§ Required task
Pull out every line of the records below that contains the word "brass", and copy each one. Case counts, so a line matches only if its capitalization is the same.

§ Records from a collection
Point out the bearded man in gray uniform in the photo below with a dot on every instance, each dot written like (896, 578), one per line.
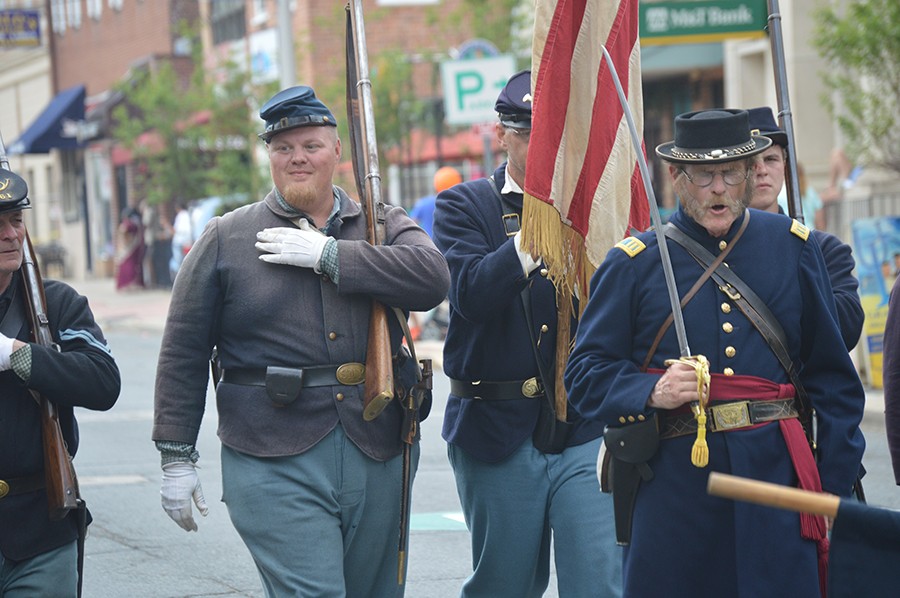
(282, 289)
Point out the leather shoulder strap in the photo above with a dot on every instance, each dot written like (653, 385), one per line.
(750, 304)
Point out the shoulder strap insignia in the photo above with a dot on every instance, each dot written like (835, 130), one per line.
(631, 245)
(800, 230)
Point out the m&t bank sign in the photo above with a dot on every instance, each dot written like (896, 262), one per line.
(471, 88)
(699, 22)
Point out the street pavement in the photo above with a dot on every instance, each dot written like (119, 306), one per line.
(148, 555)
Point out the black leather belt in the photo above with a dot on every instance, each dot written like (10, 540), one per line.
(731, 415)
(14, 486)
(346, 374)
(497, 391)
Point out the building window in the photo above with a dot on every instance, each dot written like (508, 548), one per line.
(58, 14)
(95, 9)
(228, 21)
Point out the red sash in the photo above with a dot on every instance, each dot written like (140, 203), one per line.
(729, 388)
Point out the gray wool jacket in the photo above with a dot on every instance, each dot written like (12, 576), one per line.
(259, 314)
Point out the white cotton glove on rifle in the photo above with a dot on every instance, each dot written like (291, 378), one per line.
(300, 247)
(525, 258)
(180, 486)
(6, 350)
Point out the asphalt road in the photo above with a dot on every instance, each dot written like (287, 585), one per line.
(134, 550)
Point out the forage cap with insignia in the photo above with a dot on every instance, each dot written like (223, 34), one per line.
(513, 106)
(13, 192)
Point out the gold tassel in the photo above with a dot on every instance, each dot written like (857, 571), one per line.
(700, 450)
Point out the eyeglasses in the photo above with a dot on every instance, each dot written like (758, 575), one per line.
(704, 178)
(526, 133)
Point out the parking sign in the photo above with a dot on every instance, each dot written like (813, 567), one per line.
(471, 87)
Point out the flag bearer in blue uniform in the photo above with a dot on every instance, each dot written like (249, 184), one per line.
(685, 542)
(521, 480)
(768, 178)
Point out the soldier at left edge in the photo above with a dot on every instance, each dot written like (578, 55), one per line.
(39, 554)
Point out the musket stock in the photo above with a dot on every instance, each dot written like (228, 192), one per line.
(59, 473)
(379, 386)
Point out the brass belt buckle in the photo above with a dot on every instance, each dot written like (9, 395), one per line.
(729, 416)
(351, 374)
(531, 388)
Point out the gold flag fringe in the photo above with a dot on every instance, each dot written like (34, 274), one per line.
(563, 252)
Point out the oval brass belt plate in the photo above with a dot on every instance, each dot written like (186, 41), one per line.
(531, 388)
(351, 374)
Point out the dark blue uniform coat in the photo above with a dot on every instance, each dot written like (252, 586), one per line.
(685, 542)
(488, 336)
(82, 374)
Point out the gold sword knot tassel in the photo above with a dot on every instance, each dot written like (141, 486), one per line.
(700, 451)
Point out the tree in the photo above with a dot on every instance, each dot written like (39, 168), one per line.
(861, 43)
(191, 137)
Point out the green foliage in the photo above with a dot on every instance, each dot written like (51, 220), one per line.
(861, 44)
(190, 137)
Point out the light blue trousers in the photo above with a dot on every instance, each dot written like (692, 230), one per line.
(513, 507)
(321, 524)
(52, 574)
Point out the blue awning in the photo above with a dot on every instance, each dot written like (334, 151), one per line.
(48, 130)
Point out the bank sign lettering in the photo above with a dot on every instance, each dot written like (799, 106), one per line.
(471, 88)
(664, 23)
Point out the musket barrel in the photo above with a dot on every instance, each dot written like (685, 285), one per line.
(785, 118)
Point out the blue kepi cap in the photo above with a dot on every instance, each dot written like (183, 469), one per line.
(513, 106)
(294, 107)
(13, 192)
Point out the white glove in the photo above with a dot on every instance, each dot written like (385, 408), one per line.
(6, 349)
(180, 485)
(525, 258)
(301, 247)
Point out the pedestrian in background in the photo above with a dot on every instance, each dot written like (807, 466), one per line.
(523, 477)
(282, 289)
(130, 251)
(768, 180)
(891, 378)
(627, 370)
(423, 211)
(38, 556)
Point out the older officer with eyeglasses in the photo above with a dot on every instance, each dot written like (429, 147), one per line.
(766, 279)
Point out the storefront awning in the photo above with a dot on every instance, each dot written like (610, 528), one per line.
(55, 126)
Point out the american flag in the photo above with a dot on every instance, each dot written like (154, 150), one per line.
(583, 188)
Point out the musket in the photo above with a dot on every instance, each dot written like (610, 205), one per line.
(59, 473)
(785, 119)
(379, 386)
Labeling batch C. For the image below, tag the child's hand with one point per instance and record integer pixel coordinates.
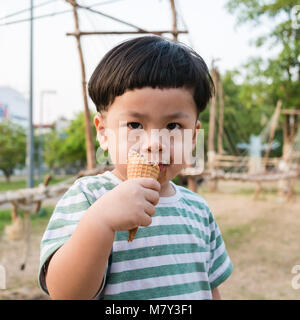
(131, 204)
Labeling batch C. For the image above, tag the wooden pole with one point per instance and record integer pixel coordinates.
==
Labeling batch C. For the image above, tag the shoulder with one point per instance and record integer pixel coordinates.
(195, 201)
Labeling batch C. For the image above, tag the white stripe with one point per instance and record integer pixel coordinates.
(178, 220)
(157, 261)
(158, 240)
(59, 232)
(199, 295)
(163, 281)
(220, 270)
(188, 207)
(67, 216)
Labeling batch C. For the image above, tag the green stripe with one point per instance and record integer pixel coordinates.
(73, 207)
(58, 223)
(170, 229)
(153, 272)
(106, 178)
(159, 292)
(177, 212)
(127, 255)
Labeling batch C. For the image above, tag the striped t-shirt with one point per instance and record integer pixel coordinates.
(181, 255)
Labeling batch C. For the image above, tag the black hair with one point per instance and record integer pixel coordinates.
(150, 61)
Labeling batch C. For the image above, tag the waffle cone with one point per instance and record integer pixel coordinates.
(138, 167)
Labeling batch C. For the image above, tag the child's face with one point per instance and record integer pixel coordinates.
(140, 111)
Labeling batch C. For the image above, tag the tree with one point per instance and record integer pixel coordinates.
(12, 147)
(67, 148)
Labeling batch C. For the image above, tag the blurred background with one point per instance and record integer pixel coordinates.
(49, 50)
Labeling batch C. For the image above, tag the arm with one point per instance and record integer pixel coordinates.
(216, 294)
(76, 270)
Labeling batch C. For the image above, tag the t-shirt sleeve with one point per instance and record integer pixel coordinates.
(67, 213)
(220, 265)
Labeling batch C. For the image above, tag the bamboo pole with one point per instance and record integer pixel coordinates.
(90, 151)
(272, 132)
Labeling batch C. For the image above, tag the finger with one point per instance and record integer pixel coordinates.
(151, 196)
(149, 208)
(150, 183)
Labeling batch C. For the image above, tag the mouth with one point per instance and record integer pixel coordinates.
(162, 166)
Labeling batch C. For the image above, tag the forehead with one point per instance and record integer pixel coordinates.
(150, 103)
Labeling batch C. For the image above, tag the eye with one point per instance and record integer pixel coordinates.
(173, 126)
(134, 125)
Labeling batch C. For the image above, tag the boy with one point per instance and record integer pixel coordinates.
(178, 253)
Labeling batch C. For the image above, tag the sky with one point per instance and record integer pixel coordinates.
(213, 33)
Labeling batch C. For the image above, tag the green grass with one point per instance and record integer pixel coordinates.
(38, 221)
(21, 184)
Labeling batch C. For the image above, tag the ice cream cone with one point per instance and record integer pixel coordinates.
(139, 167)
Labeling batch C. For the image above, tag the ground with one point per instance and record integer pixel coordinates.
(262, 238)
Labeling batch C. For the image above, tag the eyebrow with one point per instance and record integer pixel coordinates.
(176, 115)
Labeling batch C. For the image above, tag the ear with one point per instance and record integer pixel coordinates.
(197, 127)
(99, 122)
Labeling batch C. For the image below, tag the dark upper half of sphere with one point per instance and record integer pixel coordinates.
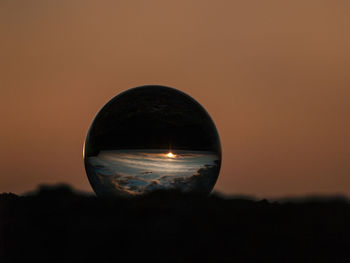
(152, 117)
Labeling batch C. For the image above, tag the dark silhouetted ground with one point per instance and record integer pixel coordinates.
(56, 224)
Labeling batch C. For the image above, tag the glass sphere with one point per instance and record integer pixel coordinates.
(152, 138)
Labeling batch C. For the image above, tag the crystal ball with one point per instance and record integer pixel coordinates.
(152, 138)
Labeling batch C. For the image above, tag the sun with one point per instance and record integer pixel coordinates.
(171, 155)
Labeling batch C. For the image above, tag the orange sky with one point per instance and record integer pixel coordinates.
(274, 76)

§ Result for this task
Point out the brass belt buckle in the photo above with a dot on every instance, each dot written like (9, 395), one per line.
Point out the oval brass belt plate in the photo above with a dot on every instance, each dot written like (186, 41), one per line.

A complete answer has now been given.